◆ SELECTED PASSAGE:
.....

Reflecting on Black History Month – October 2025
What I Learnt from My #BHMHeroes Series
October 2025 felt different. While many organisations seemed to pull back, treating Black History Month (BHM) as an optional “add-on”, I committed to something different.
I set out to post daily reflections on my #BHMHeroes, Black leaders who have shaped my world, who I am, and how I show up.
What followed was a lesson in the difference between intention and reality. The great Mike Tyson once said, “Everyone has a plan until they get punched in the face.” We often plan in times of peace and stability, but the real test is showing up despite life’s challenges. That’s what separates meaningful BHM engagement from performative box-ticking.
“We often plan in times of peace and stability, but the real test is showing up despite life’s challenges.”
Struggling to Show Up
The commitment to share my heroes daily was surprisingly difficult. Although I had prepared my list in advance, showing up consistently was hard - I even had to take a break along the way.
Researching each story brought a renewed sense of awe and admiration for every leader. It reminded me that when I think I’m sharing/teaching, I’m actually learning.
One realisation stood out: the relatively young age at which many of my heroes made their most significant impacts. Many were highly influential in their 20s, and tragically, many were unalived before they were 40. Their legacy represents an urgent, high-stakes example of human potential.
This hit me in the context of how organisations often delay investing in people or improving inclusion. There’s always something “more urgent,” always another crisis. But what happens if we only have today, this month, this year?
Impact Over Metrics
I also had to move beyond focusing on ‘posting for numbers’. Quantitatively, my BHM posts performed less well than my usual content but the qualitative impact was far greater.

.....

◆ DATA FOR REVIEW:
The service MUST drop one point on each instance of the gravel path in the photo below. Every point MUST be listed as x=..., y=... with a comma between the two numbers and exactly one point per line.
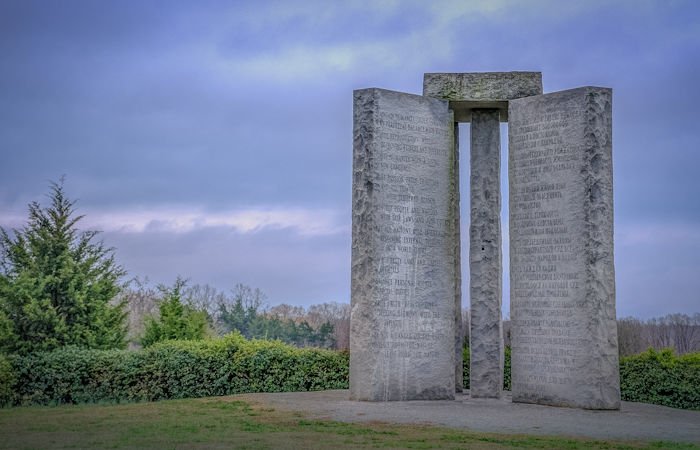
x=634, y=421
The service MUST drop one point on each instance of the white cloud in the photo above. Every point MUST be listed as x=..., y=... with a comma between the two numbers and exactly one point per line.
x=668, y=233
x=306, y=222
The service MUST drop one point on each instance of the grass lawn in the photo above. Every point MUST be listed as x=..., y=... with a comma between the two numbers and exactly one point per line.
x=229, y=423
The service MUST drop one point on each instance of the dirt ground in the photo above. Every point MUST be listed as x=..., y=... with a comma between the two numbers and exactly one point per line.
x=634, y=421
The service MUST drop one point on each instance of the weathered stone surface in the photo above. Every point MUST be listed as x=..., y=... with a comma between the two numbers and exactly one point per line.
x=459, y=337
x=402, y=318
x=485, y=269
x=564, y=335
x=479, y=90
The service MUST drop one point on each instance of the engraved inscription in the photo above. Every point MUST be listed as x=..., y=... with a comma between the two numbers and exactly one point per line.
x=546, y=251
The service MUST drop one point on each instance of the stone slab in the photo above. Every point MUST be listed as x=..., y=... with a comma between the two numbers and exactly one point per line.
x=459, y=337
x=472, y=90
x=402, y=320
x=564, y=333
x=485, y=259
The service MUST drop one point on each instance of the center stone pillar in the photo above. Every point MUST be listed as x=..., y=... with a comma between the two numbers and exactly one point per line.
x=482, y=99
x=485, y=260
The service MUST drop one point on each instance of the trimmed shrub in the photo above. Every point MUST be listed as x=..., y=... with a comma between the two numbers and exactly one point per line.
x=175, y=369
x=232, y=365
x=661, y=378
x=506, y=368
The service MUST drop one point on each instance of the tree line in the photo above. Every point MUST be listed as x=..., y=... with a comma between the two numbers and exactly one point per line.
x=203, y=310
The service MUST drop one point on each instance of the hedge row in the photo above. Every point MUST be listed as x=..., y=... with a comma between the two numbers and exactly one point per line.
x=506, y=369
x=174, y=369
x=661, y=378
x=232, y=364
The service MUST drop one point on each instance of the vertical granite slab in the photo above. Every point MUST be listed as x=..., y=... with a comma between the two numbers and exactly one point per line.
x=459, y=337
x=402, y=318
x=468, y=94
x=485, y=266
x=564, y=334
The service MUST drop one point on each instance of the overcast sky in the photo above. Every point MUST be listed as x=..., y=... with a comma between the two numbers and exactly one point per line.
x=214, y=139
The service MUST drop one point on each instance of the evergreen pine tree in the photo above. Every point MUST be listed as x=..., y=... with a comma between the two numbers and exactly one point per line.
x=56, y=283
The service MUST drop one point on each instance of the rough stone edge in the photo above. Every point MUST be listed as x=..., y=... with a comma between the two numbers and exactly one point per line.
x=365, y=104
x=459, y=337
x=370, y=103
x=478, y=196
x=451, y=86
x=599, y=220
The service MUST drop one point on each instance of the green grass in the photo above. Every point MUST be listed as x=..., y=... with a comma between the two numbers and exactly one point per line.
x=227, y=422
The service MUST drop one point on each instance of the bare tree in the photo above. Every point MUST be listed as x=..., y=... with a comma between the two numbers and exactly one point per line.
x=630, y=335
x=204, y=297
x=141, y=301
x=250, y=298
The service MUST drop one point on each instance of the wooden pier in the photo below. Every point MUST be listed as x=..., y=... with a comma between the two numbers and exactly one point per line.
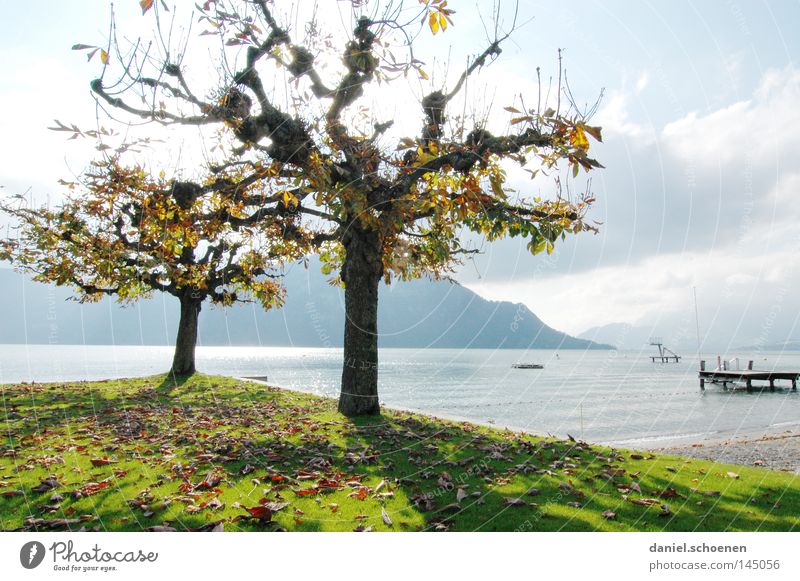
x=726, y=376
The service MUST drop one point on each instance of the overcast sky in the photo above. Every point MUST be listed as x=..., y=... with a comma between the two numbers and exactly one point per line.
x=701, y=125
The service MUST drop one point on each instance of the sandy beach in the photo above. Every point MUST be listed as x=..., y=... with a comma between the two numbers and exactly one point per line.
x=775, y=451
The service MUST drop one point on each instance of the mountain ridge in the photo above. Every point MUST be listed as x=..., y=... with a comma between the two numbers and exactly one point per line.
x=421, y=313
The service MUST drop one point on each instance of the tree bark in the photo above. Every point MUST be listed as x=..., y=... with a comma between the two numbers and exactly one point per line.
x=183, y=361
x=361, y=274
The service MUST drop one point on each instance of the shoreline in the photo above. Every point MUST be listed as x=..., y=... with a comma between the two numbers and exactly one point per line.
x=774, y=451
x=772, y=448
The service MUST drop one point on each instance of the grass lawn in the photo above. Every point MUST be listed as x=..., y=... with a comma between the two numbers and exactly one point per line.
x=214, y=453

.....

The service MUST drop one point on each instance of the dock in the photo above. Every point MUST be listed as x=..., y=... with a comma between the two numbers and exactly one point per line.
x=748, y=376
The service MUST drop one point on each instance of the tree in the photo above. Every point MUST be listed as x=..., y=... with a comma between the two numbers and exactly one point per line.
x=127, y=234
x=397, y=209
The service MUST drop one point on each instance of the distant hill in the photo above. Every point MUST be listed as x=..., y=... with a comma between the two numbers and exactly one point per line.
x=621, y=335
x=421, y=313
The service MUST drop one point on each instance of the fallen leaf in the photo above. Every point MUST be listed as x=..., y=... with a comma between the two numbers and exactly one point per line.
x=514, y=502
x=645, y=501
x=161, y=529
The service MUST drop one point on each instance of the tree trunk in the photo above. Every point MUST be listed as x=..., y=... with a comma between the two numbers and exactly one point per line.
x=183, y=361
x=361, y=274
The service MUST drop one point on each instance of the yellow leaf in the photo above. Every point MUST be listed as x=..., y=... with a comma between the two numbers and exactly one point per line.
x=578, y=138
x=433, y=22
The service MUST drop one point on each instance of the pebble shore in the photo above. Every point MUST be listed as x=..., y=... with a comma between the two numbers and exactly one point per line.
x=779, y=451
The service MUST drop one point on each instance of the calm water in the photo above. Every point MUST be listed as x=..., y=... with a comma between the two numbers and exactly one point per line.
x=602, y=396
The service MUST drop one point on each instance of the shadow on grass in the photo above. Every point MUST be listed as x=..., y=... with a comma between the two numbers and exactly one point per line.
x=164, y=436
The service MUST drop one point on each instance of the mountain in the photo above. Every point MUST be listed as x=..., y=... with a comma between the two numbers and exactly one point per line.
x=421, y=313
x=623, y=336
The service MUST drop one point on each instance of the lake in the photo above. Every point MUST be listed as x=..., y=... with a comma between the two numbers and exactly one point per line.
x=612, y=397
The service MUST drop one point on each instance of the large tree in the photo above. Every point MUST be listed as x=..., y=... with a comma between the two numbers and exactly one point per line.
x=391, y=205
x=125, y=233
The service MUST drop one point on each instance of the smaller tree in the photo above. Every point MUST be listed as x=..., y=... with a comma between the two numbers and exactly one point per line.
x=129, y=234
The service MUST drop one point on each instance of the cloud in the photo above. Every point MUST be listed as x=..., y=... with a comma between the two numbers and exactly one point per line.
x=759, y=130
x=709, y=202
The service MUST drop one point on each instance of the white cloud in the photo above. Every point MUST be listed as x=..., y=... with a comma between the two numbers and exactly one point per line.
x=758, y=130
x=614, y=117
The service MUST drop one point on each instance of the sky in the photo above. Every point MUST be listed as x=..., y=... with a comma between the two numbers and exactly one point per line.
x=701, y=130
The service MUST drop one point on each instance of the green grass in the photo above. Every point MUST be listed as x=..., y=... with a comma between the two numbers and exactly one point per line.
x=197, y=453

.....

◆ ACTIVITY: Reproduce the Black History Month reflection word for word, from "Reflecting on Black" up to and including "to something different.".

◆ EXERCISE ANSWER:
Reflecting on Black History Month – October 2025
What I Learnt from My #BHMHeroes Series
October 2025 felt different. While many organisations seemed to pull back, treating Black History Month (BHM) as an optional “add-on”, I committed to something different.